MATERIALS PROVIDED
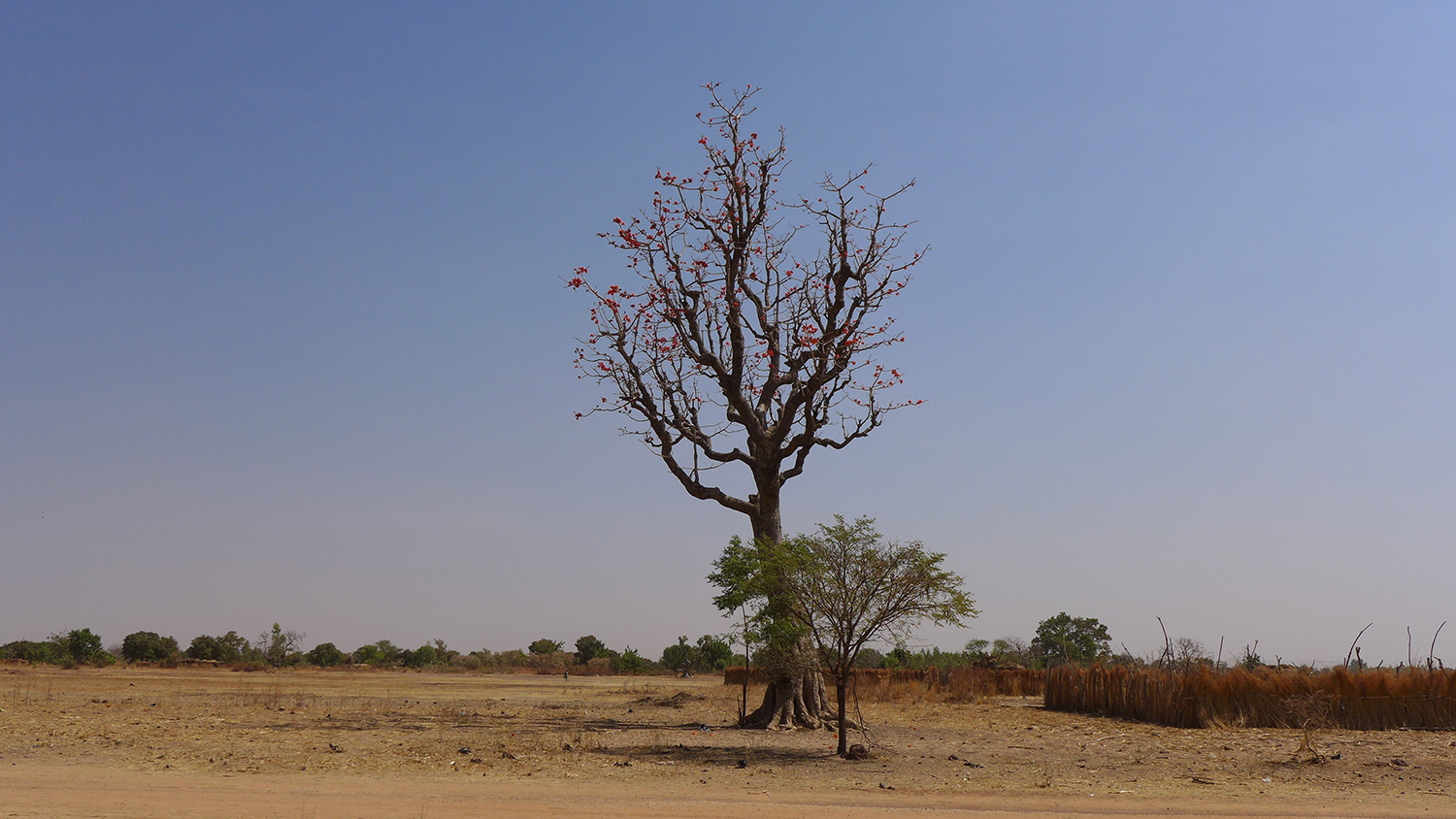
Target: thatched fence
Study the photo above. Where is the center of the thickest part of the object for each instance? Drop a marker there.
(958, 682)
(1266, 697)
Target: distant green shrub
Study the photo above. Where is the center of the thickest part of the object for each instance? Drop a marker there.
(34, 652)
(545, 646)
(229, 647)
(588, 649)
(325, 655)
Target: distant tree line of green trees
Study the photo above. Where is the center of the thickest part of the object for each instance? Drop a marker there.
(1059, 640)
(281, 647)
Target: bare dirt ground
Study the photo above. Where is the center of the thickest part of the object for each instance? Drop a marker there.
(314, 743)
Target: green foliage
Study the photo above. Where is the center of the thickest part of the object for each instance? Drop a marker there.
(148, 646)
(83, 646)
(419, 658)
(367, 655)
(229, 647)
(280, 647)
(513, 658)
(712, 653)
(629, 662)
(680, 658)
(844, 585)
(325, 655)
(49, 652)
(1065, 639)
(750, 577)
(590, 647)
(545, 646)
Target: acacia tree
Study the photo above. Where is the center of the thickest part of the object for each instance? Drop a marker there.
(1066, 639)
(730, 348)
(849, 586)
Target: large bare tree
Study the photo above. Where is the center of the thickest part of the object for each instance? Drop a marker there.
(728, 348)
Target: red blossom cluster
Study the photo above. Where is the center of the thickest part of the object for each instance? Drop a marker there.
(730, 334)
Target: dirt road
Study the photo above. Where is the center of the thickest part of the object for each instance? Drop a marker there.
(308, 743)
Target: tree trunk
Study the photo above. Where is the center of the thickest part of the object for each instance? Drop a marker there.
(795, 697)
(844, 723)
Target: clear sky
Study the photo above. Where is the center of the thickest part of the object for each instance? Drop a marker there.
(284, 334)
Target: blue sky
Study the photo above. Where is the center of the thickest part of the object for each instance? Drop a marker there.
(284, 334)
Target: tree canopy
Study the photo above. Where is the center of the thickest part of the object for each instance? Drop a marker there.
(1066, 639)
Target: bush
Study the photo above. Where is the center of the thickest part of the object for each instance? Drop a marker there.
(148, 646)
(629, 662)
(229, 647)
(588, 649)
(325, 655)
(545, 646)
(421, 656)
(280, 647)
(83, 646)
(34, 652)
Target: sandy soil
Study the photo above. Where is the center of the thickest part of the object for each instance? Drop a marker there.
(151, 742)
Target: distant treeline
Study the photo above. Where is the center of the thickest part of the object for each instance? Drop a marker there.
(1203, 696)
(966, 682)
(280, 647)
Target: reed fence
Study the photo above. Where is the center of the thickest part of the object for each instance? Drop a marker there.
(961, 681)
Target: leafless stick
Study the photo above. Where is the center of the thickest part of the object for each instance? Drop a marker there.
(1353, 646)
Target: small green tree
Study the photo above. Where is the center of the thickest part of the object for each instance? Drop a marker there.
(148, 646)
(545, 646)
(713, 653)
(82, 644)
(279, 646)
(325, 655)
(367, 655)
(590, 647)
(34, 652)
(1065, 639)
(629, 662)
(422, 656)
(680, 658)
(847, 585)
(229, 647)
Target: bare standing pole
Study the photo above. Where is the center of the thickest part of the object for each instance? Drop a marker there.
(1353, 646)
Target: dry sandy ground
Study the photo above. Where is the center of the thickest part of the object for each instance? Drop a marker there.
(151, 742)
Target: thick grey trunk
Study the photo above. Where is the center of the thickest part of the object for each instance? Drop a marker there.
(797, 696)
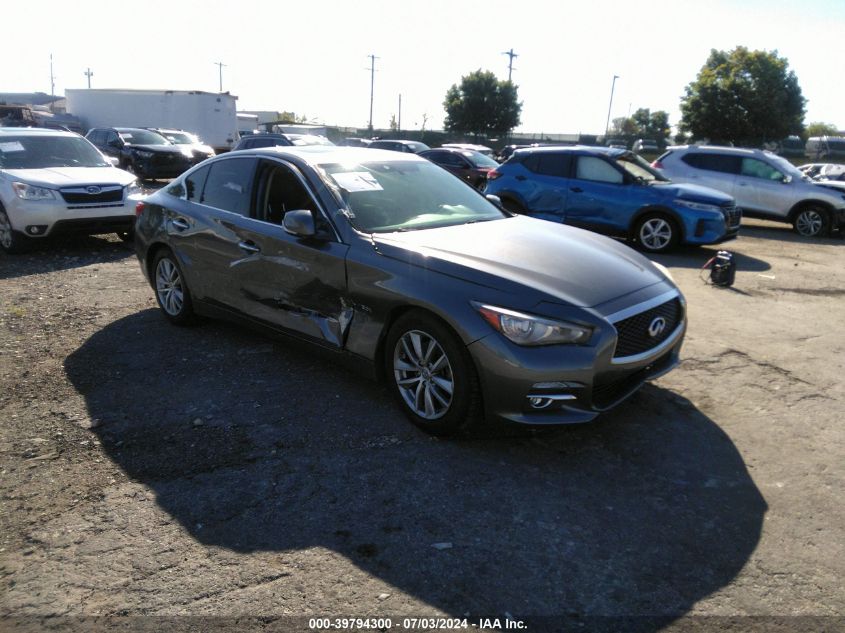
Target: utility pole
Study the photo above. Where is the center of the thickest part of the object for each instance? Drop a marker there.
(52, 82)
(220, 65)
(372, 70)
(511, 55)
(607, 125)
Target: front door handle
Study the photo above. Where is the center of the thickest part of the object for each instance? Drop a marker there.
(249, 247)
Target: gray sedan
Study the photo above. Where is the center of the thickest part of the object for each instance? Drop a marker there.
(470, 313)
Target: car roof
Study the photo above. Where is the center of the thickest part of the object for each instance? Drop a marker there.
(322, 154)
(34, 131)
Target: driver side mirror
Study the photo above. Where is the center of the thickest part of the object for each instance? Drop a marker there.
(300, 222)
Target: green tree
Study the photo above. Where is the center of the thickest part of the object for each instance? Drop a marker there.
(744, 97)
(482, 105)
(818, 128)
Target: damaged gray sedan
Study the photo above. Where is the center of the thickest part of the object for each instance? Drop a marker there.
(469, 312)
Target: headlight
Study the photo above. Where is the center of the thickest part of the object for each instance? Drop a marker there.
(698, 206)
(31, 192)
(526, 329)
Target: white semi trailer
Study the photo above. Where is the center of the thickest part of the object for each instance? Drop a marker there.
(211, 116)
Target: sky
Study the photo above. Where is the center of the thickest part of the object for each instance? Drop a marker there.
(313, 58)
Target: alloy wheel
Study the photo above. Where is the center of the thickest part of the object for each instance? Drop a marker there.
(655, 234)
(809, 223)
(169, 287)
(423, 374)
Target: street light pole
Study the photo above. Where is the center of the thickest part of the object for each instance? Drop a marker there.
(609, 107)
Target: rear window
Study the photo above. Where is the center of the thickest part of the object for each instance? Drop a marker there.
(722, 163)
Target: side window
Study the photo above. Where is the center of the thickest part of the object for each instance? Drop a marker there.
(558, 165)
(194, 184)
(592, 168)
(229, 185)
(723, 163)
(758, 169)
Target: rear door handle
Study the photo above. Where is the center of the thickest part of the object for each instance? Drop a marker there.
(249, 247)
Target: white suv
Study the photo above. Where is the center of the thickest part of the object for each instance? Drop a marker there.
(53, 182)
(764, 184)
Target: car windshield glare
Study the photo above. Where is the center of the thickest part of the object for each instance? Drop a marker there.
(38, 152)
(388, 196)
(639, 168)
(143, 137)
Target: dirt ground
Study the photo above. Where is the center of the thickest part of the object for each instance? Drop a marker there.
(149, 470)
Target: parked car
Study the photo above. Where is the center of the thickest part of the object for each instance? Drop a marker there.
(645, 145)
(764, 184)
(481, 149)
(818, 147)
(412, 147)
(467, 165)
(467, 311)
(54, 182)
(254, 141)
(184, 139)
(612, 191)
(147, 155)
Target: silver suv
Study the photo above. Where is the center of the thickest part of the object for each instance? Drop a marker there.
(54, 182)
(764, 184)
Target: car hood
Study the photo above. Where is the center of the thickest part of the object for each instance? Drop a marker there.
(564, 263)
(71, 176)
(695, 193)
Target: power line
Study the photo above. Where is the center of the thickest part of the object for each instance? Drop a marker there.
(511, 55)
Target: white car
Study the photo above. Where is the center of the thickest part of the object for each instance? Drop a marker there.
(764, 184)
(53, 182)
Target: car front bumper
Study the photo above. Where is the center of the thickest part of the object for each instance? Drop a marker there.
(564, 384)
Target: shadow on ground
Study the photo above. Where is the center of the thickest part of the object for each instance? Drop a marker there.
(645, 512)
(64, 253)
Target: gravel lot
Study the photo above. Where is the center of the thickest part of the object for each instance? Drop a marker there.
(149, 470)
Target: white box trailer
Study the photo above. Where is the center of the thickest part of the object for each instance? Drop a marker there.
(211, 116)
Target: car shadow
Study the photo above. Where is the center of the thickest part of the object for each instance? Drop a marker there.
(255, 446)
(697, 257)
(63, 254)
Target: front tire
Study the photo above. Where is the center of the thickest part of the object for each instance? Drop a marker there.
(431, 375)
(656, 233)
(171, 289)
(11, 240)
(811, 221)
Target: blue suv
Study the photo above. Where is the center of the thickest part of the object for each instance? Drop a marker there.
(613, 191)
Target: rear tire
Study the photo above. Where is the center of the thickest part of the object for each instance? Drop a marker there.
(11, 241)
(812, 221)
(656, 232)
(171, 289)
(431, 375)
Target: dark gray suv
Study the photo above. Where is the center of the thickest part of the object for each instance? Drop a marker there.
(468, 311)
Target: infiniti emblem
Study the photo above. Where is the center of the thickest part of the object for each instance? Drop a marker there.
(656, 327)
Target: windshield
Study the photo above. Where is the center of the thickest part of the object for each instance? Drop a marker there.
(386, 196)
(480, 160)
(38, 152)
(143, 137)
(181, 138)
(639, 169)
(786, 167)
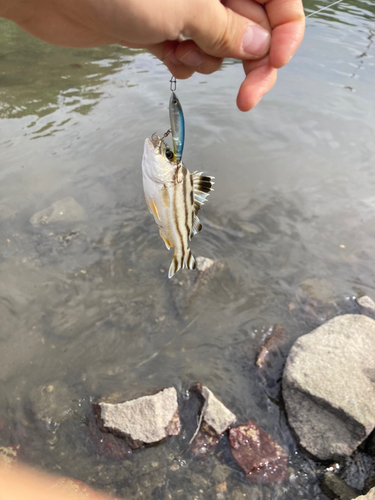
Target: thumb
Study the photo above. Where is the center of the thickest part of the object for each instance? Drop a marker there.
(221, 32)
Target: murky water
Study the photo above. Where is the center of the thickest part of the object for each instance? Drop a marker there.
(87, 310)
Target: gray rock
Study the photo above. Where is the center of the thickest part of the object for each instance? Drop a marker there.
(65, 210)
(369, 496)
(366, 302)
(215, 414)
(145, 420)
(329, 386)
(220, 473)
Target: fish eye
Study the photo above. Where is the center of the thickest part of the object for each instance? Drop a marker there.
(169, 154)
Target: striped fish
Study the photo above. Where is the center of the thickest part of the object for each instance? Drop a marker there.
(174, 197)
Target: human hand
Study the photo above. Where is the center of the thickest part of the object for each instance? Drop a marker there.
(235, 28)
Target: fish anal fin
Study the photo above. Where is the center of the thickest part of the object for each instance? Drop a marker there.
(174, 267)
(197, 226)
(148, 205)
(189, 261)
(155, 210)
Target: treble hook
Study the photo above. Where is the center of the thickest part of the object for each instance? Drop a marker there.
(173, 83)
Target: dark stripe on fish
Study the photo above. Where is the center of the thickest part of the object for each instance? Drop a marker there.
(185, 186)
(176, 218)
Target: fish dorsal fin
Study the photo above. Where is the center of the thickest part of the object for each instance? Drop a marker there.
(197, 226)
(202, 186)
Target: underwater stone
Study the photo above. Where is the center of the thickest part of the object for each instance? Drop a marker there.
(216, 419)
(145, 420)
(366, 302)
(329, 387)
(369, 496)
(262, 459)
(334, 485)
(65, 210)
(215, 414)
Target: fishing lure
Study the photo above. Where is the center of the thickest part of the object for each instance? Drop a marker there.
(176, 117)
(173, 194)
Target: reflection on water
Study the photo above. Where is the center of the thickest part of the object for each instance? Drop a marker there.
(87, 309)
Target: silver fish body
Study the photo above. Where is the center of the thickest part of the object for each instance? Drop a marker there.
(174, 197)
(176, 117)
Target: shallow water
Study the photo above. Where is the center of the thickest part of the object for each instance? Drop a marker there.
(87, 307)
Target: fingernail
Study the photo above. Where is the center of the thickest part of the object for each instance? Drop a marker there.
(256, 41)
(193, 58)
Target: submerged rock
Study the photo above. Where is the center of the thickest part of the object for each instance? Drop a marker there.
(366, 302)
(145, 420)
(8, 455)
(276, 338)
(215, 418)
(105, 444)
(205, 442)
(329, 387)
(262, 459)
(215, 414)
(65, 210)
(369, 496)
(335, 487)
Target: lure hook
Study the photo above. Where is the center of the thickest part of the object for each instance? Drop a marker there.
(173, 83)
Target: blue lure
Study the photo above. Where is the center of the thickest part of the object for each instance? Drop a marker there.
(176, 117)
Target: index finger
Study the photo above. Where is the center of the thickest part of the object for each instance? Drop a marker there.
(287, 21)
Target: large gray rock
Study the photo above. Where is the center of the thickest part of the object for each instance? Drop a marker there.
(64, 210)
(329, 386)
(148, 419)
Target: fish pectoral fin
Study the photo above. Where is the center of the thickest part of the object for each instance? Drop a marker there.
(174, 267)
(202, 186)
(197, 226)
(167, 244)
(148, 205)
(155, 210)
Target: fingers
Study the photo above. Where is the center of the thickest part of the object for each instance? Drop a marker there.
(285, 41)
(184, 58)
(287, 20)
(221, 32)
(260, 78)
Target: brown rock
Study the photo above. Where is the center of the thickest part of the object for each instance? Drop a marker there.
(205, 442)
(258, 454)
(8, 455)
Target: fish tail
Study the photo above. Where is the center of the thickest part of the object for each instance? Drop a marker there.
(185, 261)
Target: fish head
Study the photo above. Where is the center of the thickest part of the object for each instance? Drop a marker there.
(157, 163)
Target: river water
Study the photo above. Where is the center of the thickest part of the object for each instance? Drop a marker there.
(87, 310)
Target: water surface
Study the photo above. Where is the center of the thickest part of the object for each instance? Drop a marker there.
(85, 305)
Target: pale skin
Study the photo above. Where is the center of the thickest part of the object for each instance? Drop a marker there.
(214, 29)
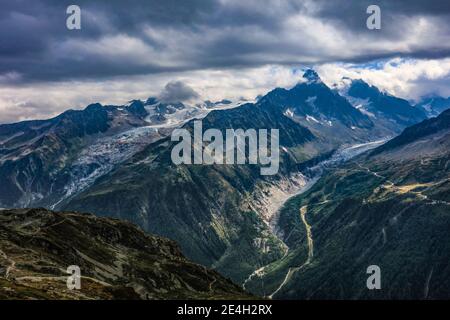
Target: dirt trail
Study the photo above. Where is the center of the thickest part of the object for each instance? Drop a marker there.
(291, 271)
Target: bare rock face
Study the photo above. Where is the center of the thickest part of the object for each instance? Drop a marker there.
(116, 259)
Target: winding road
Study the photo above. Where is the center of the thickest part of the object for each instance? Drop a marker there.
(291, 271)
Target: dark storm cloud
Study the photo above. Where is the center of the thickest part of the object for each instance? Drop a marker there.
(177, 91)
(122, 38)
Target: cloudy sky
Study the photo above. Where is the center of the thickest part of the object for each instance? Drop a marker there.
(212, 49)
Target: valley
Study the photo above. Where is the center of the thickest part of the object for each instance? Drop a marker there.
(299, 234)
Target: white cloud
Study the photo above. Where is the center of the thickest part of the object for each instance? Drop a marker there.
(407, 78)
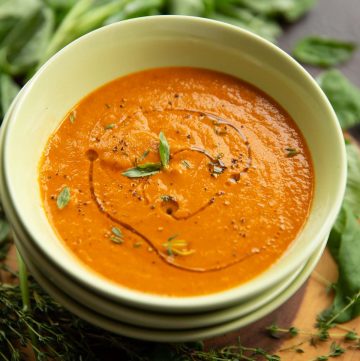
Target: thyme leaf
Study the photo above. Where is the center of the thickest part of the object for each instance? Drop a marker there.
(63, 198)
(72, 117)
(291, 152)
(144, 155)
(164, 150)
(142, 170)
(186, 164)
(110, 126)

GOAL
Extract word for word every line from the line that contains "Target: cloudy sky" to the final line of the data, both included, and nothing else; skip the pictures.

RESPONSE
Target: cloudy sky
Study the photo above. Where is the center of the thickest part of the object for each instance? Drop a marker there.
(212, 49)
Target: valley
Study the photo above. Where is the center of the thickest part of the object for each instance? Drop a marker there.
(299, 234)
Target: white cloud
Study the photo above. Where is the center of the thickest part of the object for each instance? Drop a marker there.
(407, 78)
Target: thyme leaf
Study the photo above. Where is the center of the thickest part of the object for each instance? Drop a marker there.
(63, 198)
(72, 117)
(291, 152)
(144, 155)
(164, 150)
(142, 170)
(186, 164)
(110, 126)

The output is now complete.